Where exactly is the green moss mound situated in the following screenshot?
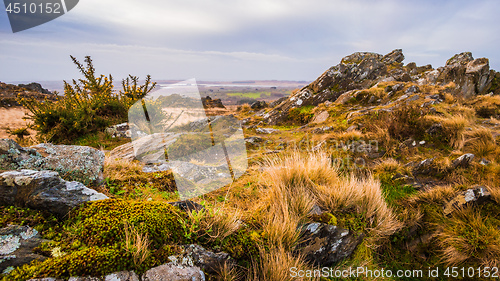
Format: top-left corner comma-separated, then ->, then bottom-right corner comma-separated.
68,199 -> 183,248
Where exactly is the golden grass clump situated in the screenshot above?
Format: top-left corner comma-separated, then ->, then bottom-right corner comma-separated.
464,127 -> 498,157
425,114 -> 471,149
373,158 -> 409,174
437,207 -> 500,266
186,205 -> 241,241
124,221 -> 151,266
264,151 -> 401,241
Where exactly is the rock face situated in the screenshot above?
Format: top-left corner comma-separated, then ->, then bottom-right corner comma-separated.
263,49 -> 500,125
0,170 -> 108,217
0,225 -> 46,272
443,186 -> 491,216
177,244 -> 235,274
0,139 -> 104,185
436,52 -> 496,97
298,222 -> 364,266
142,263 -> 205,281
264,49 -> 404,124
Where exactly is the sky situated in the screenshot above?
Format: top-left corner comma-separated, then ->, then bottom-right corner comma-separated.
0,0 -> 500,82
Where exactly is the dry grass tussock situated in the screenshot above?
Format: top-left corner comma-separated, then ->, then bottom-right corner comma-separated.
373,158 -> 410,174
425,114 -> 472,149
437,207 -> 500,266
464,127 -> 500,157
263,151 -> 401,241
185,204 -> 241,241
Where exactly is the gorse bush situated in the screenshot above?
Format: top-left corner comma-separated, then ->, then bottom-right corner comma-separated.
20,56 -> 156,143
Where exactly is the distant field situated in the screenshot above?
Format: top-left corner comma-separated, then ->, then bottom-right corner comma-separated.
227,92 -> 271,99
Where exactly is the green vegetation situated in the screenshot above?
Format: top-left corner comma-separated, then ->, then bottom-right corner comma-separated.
19,56 -> 155,143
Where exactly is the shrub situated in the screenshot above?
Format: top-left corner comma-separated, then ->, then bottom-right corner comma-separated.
388,105 -> 426,141
19,56 -> 156,143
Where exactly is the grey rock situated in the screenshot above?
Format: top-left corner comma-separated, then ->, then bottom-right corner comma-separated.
413,157 -> 436,175
451,153 -> 474,169
382,49 -> 405,64
310,110 -> 330,123
142,263 -> 205,281
0,170 -> 108,217
108,133 -> 180,163
18,82 -> 53,95
426,123 -> 443,135
68,276 -> 102,281
0,139 -> 104,185
297,222 -> 364,266
443,186 -> 491,216
0,225 -> 46,272
245,137 -> 264,144
168,200 -> 205,212
405,85 -> 420,94
104,123 -> 132,138
437,52 -> 496,97
269,97 -> 288,108
264,51 -> 399,124
169,244 -> 235,274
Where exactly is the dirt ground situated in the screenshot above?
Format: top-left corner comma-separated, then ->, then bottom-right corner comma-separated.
0,107 -> 33,139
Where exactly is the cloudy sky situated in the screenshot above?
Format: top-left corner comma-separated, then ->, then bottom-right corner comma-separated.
0,0 -> 500,82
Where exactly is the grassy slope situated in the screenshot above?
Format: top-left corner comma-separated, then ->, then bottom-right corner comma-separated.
2,82 -> 500,280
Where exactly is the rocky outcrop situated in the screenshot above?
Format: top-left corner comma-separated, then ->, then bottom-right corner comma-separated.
0,225 -> 46,272
263,49 -> 500,125
0,139 -> 104,185
142,263 -> 205,281
264,49 -> 404,124
436,52 -> 496,97
298,222 -> 364,266
18,82 -> 52,95
0,170 -> 108,218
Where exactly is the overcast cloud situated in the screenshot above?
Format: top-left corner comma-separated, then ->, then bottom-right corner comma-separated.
0,0 -> 500,81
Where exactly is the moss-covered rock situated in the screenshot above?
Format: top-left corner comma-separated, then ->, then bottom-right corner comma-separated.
68,200 -> 184,247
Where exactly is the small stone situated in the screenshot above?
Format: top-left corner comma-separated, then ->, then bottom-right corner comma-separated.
443,186 -> 491,216
452,153 -> 474,169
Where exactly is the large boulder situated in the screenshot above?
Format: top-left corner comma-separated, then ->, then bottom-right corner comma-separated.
0,225 -> 46,272
436,52 -> 496,97
0,170 -> 108,217
264,49 -> 409,124
0,139 -> 104,185
297,222 -> 364,266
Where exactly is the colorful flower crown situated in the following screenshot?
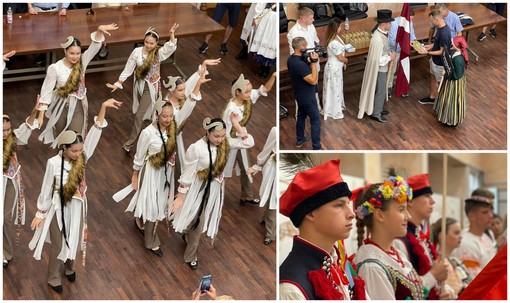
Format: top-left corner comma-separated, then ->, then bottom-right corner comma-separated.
355,176 -> 413,219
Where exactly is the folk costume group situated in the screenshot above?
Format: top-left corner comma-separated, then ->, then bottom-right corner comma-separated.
3,19 -> 277,293
279,159 -> 498,300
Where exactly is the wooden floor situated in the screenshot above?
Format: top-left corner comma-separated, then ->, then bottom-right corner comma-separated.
280,18 -> 507,150
3,7 -> 276,300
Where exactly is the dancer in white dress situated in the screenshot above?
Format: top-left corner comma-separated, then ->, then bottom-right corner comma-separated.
37,23 -> 118,148
106,23 -> 179,153
248,127 -> 278,245
250,4 -> 280,78
222,73 -> 276,204
29,99 -> 122,293
126,99 -> 177,257
351,176 -> 425,300
163,59 -> 221,176
2,98 -> 40,267
322,18 -> 348,120
172,113 -> 254,269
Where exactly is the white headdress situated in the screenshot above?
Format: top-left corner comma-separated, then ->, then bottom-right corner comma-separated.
202,117 -> 224,130
57,130 -> 77,147
163,76 -> 181,92
60,36 -> 74,49
154,95 -> 166,115
231,74 -> 250,98
145,26 -> 159,41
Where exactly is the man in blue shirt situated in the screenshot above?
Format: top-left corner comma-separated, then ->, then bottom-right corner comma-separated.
418,9 -> 452,104
287,37 -> 322,150
429,3 -> 463,43
388,9 -> 416,98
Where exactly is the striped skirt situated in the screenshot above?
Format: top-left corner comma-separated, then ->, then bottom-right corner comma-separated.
434,74 -> 466,126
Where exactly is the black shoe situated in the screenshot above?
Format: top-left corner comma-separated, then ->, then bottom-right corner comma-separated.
99,45 -> 108,59
188,261 -> 198,270
369,116 -> 388,123
239,199 -> 260,204
220,43 -> 228,55
135,218 -> 145,235
149,248 -> 163,257
236,44 -> 248,60
66,272 -> 76,283
296,136 -> 312,148
198,42 -> 209,54
418,97 -> 436,105
48,284 -> 64,294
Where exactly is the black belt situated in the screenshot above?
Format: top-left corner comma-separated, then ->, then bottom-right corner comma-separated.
37,6 -> 57,11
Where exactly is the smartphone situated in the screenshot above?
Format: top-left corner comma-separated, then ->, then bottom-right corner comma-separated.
198,275 -> 212,293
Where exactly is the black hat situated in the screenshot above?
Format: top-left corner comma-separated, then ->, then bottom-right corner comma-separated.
374,9 -> 395,23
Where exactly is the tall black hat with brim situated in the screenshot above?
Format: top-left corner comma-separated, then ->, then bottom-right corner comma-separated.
374,9 -> 395,23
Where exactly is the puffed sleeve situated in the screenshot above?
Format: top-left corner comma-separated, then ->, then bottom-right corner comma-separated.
133,128 -> 151,170
39,64 -> 58,110
81,32 -> 105,66
179,142 -> 200,186
255,127 -> 276,171
14,118 -> 39,145
119,47 -> 141,84
36,159 -> 58,219
83,116 -> 108,160
250,85 -> 267,104
358,262 -> 395,300
158,38 -> 177,61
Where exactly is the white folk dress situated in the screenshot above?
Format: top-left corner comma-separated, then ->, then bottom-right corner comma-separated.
39,32 -> 105,148
119,39 -> 177,120
250,4 -> 280,66
29,118 -> 108,262
2,120 -> 38,229
126,124 -> 175,223
222,85 -> 267,178
322,36 -> 345,120
172,65 -> 208,171
354,244 -> 424,300
241,2 -> 266,41
254,127 -> 278,209
173,135 -> 255,238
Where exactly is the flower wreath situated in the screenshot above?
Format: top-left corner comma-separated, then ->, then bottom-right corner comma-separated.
355,176 -> 413,219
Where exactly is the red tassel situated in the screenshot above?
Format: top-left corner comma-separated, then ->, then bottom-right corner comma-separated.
353,276 -> 367,300
308,269 -> 344,300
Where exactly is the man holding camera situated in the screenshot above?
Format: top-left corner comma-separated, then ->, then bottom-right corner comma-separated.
358,9 -> 395,123
287,37 -> 321,150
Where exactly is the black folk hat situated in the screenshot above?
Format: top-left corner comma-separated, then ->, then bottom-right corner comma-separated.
374,9 -> 395,23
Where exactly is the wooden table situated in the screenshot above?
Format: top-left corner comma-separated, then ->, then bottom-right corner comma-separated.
3,3 -> 225,82
279,3 -> 506,72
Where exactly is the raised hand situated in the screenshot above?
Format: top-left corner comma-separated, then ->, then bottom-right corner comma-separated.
3,50 -> 16,61
170,23 -> 179,35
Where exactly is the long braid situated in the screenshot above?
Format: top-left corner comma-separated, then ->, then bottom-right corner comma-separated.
191,136 -> 213,229
156,122 -> 170,188
59,148 -> 69,248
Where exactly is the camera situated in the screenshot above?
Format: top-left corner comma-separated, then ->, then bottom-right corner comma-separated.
301,45 -> 328,63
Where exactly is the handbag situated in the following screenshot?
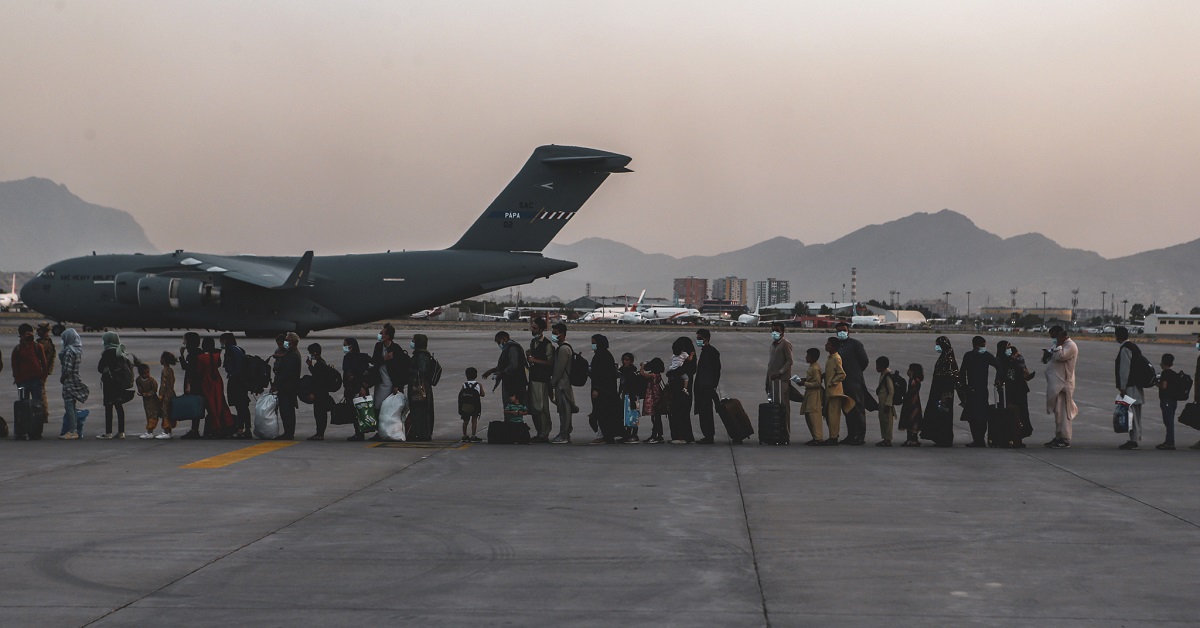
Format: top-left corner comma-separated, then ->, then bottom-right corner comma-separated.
1180,403 -> 1200,430
329,397 -> 358,425
1112,402 -> 1129,433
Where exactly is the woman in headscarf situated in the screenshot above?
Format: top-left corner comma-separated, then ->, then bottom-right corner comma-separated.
920,336 -> 959,447
666,336 -> 696,444
408,334 -> 433,441
342,337 -> 371,441
96,331 -> 134,439
59,329 -> 90,441
588,334 -> 625,444
271,331 -> 301,441
179,331 -> 204,439
196,336 -> 234,438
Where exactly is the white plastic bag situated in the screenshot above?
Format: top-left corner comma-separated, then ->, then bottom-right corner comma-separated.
254,394 -> 283,441
378,393 -> 408,441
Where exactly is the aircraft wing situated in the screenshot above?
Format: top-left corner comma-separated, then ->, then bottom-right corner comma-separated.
179,251 -> 312,289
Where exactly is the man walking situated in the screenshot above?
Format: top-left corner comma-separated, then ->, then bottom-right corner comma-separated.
834,322 -> 870,444
692,329 -> 720,444
1042,325 -> 1079,449
767,323 -> 792,441
1115,325 -> 1146,449
550,323 -> 580,444
526,316 -> 554,443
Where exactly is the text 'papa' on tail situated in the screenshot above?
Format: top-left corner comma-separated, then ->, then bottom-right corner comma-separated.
451,145 -> 632,251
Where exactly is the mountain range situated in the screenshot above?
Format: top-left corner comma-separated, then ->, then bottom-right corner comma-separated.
0,178 -> 155,272
0,178 -> 1200,313
542,210 -> 1200,313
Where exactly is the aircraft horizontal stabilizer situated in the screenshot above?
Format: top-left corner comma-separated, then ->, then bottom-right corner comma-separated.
450,145 -> 632,252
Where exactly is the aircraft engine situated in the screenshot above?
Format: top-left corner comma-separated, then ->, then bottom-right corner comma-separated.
113,273 -> 146,305
138,275 -> 221,310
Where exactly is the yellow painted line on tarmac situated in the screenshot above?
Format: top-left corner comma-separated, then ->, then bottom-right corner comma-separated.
179,441 -> 299,468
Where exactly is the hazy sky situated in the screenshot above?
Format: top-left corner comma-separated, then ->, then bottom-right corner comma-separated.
0,0 -> 1200,257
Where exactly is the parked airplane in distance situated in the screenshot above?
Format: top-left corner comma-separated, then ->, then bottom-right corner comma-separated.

YOUR GOAL: Substitute "yellow grass clump" for "golden grass clump" in everything from the start of the lines down through the line containing "264,151 -> 401,241", and change nothing else. Leave the pictures out of your answer.

RESULT OF THE TASK:
Where exactly is the green moss mound situated in the following screenshot?
Format: top-left corner comma-separated, then ->, then bottom-right corner comma-separated.
68,199 -> 183,248
Where exactly is the yellow grass clump situated in the screenshot above?
Format: top-left corner comma-separated, then ->, then bottom-right corner comma-separated.
464,127 -> 498,157
425,114 -> 471,149
373,158 -> 409,174
437,207 -> 500,266
186,205 -> 241,241
124,221 -> 151,266
264,151 -> 401,241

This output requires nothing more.